Short exercise: Repeat every line of the material, character for character.

Dataset extract:
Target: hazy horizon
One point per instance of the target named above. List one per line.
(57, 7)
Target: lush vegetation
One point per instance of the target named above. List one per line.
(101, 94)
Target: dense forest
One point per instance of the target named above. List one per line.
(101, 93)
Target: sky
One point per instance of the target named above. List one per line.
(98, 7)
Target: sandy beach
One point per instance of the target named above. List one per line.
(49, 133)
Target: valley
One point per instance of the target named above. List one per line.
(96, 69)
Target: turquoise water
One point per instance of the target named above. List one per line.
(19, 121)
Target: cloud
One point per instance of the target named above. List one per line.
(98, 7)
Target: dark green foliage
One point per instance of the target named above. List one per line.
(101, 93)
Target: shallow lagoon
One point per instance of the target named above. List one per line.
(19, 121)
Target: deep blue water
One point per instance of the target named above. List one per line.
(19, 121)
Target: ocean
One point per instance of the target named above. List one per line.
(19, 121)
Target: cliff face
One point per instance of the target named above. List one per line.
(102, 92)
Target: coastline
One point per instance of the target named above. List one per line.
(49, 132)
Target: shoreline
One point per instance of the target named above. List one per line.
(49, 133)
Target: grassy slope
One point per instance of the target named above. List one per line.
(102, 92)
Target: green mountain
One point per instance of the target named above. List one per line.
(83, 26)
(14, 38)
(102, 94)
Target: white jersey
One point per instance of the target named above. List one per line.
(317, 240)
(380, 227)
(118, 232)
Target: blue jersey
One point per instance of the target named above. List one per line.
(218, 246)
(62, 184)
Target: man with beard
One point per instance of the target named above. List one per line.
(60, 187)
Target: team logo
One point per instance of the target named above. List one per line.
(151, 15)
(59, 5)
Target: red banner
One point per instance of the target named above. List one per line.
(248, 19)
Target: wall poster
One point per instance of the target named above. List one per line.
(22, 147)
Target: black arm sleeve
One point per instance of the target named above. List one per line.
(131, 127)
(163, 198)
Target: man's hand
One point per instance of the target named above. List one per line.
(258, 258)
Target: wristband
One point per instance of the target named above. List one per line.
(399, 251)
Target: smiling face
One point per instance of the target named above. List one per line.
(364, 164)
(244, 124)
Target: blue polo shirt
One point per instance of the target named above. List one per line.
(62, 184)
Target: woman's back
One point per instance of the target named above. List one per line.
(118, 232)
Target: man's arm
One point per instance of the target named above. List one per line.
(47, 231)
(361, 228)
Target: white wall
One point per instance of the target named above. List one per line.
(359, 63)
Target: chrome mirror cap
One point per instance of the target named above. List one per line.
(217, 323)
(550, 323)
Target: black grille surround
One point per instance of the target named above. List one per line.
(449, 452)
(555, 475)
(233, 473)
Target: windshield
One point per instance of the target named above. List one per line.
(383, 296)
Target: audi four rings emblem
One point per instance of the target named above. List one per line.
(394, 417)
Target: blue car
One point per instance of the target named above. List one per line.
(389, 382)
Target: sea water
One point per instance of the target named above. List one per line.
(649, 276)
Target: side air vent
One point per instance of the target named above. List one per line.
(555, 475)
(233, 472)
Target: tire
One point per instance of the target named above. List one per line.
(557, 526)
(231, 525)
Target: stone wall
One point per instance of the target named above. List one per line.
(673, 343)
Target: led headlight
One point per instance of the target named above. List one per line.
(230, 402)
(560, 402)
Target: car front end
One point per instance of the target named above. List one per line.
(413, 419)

Reply:
Target: hazy horizon
One point per instance of the target named above. List one per line.
(57, 7)
Target: lush vegetation
One point per instance of the target named above. List one per line.
(101, 94)
Target: dense forest
One point per instance of the target named above. List one per line.
(101, 93)
Target: sky
One point per instance of the target named above. List one per line.
(98, 7)
Target: sandy beach
One point per instance of the target named above. List one per line.
(49, 133)
Target: valley
One point per instance of the target named above. List one per line.
(96, 69)
Target: turquoise water
One point per instance of the target named above. List one per line.
(19, 121)
Target: cloud
One point per instance of the target named above. List one per line.
(98, 7)
Target: dark green foliage
One point per instance of the target named above. List one per line.
(101, 93)
Target: shallow lagoon
One point per instance of the target named above. List one per line.
(19, 121)
Target: deep blue water
One point per instance of the target named above. List one per line.
(19, 121)
Target: ocean
One point per instance of the target named above. List one per line.
(19, 121)
Target: cliff face
One point per instance of the target named above. List one per line.
(102, 92)
Target: coastline
One point per instance of the target named above. List one per line.
(49, 132)
Target: shoreline
One point per instance of the target named above. List one per line.
(49, 133)
Target: grassy slope
One point per instance of the target named above. List one per line.
(102, 92)
Target: green mountain
One point per instance of the target named above. List one per line.
(83, 26)
(14, 38)
(102, 94)
Target: white jersey
One point per instance of the target named above. List one per line.
(317, 240)
(380, 227)
(118, 232)
Target: blue jersey
One point per instance of the target named above. List one per line.
(218, 246)
(62, 184)
Target: man with beard
One point per instance of the target named above. List one per line.
(60, 187)
Target: team logo
One point per instance of the target named above. List one per line.
(151, 15)
(59, 5)
Target: red banner
One point per instance of the target named above. List one per line.
(248, 19)
Target: wall poster
One point per instance of the target named above. List one per line.
(22, 147)
Target: black arm sleeve
One point per instance of the target named above. List one per line.
(131, 127)
(163, 198)
Target: man's hand
One point per instance of the target named above. List one per line.
(258, 258)
Target: wristband
One point per instance of the target named above. List one per line.
(399, 251)
Target: smiling face
One point per instance of the target named above. List one per line.
(364, 164)
(244, 124)
Target: blue polo shirt
One point per instance of the target named above. List one per line.
(62, 184)
Target: woman's back
One point per instance of the target named above. List one per line.
(118, 232)
Target: man's arm
One point per instance of the target named above. List one per line.
(47, 231)
(361, 228)
Target: white wall
One point per instance of the target named above. List one per line.
(359, 63)
Target: chrome mirror cap
One point per instance of the target named above. List one per line.
(217, 323)
(550, 323)
Target: black grille surround
One point per instance of the target named above. List one per line.
(449, 452)
(555, 475)
(233, 473)
Target: windshield
One point per instance of the target named above. List one per line.
(383, 296)
Target: audi four rings emblem
One point per instance of the target named above. List one per line.
(394, 417)
Target: blue car
One point per instance of the target named above. List one per line.
(389, 382)
Target: sea water
One point per instance of the target named above. List one per line.
(649, 276)
Target: side air vent
One point per instance of the target named above. List one per line.
(555, 475)
(233, 472)
Target: tire
One point per instance of the target named above. List one per line.
(557, 526)
(231, 525)
Target: stone wall
One point per instance of the target named above. List one per line.
(673, 343)
Target: led headlight
One point per instance of the target named above. List one per line.
(230, 402)
(560, 402)
Target: car front end
One point per instance of the target named above. List one per line.
(413, 419)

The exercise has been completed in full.